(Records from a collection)
▬▬▬

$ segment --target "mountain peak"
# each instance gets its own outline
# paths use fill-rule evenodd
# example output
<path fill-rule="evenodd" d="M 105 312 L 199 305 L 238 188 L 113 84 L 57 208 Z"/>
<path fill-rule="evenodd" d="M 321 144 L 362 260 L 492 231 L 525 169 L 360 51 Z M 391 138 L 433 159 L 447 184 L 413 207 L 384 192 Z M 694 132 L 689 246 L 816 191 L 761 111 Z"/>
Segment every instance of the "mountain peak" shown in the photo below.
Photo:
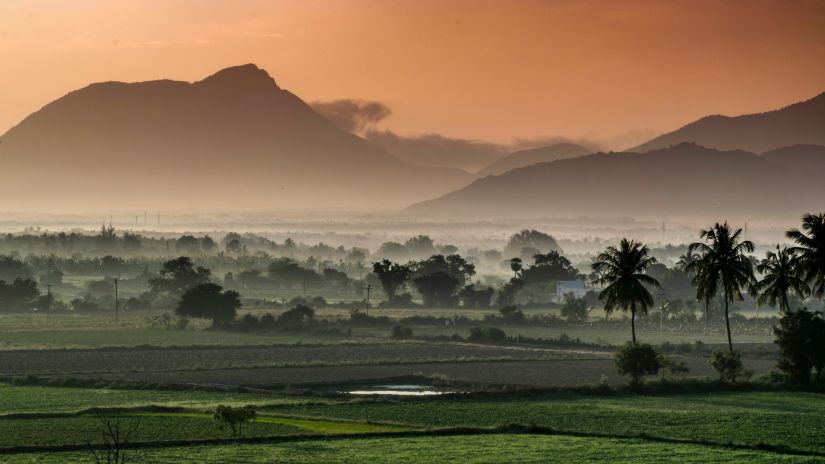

▬▬▬

▶ _The problem_: Print every line of the records above verbatim, leaving out the picture.

▶ _Exercise answer_:
$ segment --target "mountain peak"
# each instance gets its own outline
# paths use fill-rule evenodd
# example output
<path fill-rule="evenodd" d="M 105 312 L 199 305 L 238 188 L 113 84 L 57 208 Z"/>
<path fill-rule="evenodd" d="M 321 144 L 362 260 L 492 231 L 525 169 L 360 51 Z M 391 138 L 433 159 L 447 184 L 413 207 L 384 192 Z M 694 132 L 689 246 L 816 191 L 761 111 Z"/>
Segment every instance of the "mountain peak" shown in the photo below.
Photo:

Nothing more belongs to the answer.